Problem to work on ::
Write the material out again exactly.

Rows ::
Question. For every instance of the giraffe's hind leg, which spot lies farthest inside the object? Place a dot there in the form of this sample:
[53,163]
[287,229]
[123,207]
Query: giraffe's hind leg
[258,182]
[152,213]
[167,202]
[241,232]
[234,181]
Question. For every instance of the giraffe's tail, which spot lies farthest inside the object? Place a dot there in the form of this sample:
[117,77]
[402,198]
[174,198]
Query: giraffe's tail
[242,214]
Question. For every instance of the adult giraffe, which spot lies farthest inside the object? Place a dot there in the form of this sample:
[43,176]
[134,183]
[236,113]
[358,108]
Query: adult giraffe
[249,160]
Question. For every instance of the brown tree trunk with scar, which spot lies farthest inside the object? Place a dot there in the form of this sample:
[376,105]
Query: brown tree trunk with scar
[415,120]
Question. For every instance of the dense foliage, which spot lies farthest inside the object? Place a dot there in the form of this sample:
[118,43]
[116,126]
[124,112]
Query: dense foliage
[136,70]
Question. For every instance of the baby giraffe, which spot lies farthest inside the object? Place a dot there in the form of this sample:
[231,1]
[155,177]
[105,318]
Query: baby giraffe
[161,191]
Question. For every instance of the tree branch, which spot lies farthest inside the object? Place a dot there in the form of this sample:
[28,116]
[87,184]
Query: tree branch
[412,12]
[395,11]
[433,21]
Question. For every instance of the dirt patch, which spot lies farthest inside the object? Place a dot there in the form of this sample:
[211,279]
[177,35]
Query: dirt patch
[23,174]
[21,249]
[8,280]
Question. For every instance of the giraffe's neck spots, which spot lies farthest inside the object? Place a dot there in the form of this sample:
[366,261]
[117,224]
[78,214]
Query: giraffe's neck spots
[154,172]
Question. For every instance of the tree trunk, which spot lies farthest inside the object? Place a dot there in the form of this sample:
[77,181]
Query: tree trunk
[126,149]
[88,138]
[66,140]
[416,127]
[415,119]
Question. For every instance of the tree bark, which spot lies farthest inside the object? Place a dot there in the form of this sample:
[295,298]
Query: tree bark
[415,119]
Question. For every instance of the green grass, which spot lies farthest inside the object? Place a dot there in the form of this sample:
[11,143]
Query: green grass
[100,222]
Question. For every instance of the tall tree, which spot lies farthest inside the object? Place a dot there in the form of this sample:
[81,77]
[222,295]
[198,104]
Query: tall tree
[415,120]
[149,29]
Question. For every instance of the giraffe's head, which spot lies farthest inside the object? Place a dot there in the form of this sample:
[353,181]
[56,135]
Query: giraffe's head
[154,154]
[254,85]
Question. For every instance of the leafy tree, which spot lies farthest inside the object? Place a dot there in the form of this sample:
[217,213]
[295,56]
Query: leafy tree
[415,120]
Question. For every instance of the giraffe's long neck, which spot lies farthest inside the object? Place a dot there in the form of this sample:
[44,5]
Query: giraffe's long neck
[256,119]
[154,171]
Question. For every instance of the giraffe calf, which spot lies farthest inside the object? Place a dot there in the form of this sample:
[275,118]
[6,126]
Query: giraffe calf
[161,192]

Answer to the problem ::
Question. For every instance of the giraffe's hind leg, which spot lies farthest inside the object? Place a dot there in the form of this sample:
[53,163]
[287,229]
[123,207]
Query: giraffe's hind leg
[258,182]
[152,213]
[167,202]
[241,232]
[234,181]
Question. For every instance of the giraffe's tail, which spot lies farthest inside the object? Place a dot there in the form of this sample:
[117,77]
[402,198]
[174,198]
Query: giraffe's tail
[242,214]
Question. For every instance of the adult giraffe, which spot lies farthest inside the object? Place a dot there in the form of this sample:
[43,176]
[134,183]
[236,113]
[358,108]
Query: adult giraffe
[249,160]
Question. For every instance of the brown tree trunk with scar, which spot lies farthest inside the object? Place a dot there in the form of this sample:
[376,105]
Query: brown tree trunk with scar
[415,120]
Question. For every instance of the dense foliage, which spot lies farthest inside the object? Place a dot there in the form of this sample:
[118,43]
[116,126]
[124,112]
Query: dense foliage
[136,70]
Question. For every instance of the baby giraffe, which spot lies farthest inside the object? Place a dot there in the form of this sample:
[231,1]
[155,177]
[105,318]
Query: baby giraffe
[161,191]
Question. For every instance of the tree branch, which spot lies farthest inside the object? Place a dot there in the form of this sample:
[28,116]
[87,184]
Query: tree branch
[412,12]
[395,11]
[433,21]
Question. For every instance of the dirt patch, which spot lies farthest inside the object? Place a dot there in the form of this sample:
[211,279]
[177,35]
Query: dirt patch
[23,174]
[21,249]
[8,280]
Question. For every instance of the giraffe's neck spots, which spot lies farthest inside the object? Place a dot there in the form of this sample:
[366,261]
[117,224]
[78,214]
Query: giraffe's neck spots
[154,172]
Question. For every instance of the tree trunk, which spot lies farthest inside the object? Place a dot there in the form of this sample:
[77,181]
Query: tree trunk
[126,149]
[88,138]
[66,140]
[416,127]
[415,119]
Question. For every instance of the tree bark, which spot lies farthest inside the object? Place a dot there in the form of this sample:
[295,298]
Query: tree bark
[415,119]
Question. For every instance of the green grass, which spot lies farthest inside the object? Place a dot there in the form of this sample:
[11,143]
Query: green grass
[100,222]
Question. For every instance of the tall tree, which spot lies farthest inside the object? Place a dot there in the form of this sample:
[81,77]
[222,295]
[198,104]
Query: tall tree
[415,120]
[149,29]
Question. For every instance of the giraffe's head, which spot lies farthest inside the object? Place a dot there in the form of this sample:
[353,181]
[56,135]
Query: giraffe's head
[154,154]
[254,85]
Question. For every instance of the leafy tree, which spot lies farthest inside the object? Place a dot there in the form of this sample:
[217,213]
[295,56]
Query: leafy tree
[415,120]
Question. For every instance of the giraffe's long neck, which spot lies farthest inside the object? Place a dot there in the form of this sample:
[44,5]
Query: giraffe's long neck
[256,119]
[154,171]
Question. For every instance of the giraffe calf, which spot lies farthest inside the object? Place a dot there in the form of this sample:
[275,118]
[6,126]
Query: giraffe calf
[161,192]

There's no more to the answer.